* [THE PROBLEM]: Every line of the material is to be repeated exactly as it stands.
═══ EXERCISE DATA ═══
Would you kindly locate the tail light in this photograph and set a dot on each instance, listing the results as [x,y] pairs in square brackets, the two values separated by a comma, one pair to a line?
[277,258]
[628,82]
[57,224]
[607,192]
═══
* [RESPONSE TO THIS EXERCISE]:
Would you kindly locate the tail light in this photograph and set a dot on each instance, listing the results as [x,y] pairs in square brackets, the two values separated by a comma, one pair to a line?
[277,258]
[628,82]
[57,224]
[607,192]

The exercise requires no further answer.